## Directions for this task
Reproduce verbatim the part of the records that opens at their very start and closes with the line containing "[0,226,640,426]". Both ends are included.

** start Input for this task **

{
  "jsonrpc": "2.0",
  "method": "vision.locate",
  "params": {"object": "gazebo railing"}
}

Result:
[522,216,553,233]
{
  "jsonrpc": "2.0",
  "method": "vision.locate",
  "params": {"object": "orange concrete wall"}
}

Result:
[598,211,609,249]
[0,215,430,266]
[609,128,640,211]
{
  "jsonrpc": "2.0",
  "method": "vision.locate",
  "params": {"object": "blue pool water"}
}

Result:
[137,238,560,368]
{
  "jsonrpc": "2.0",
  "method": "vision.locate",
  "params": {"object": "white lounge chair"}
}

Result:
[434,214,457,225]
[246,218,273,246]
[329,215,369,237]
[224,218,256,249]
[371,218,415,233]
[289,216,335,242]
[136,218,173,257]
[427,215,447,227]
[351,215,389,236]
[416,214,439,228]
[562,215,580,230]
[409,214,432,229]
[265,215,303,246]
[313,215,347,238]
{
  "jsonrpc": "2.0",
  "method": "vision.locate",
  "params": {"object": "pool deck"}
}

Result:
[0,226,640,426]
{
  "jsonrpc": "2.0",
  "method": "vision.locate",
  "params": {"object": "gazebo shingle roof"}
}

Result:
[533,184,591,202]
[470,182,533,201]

** end Input for this task **

## Solution to the exercise
{
  "jsonrpc": "2.0",
  "method": "vision.locate",
  "params": {"object": "gazebo railing"}
}

Result:
[522,216,553,233]
{
  "jsonrpc": "2.0",
  "method": "vision.locate",
  "params": {"object": "orange concrete wall"}
}

Result:
[598,211,609,249]
[0,215,430,266]
[609,128,640,211]
{
  "jsonrpc": "2.0",
  "method": "vision.locate",
  "params": {"object": "blue pool water"}
}

Result:
[137,238,560,368]
{
  "jsonrpc": "2.0",
  "method": "vision.locate",
  "params": {"object": "white lounge chair"}
}

Result:
[434,214,457,225]
[246,218,273,246]
[329,215,369,237]
[224,218,256,249]
[371,218,415,233]
[289,216,335,242]
[136,218,173,257]
[427,215,447,227]
[351,215,389,236]
[416,214,439,228]
[562,215,580,230]
[409,214,432,229]
[265,215,303,246]
[313,215,347,238]
{
  "jsonrpc": "2.0",
  "method": "vision.locate",
  "params": {"object": "pool deck"}
}

Result:
[0,226,640,426]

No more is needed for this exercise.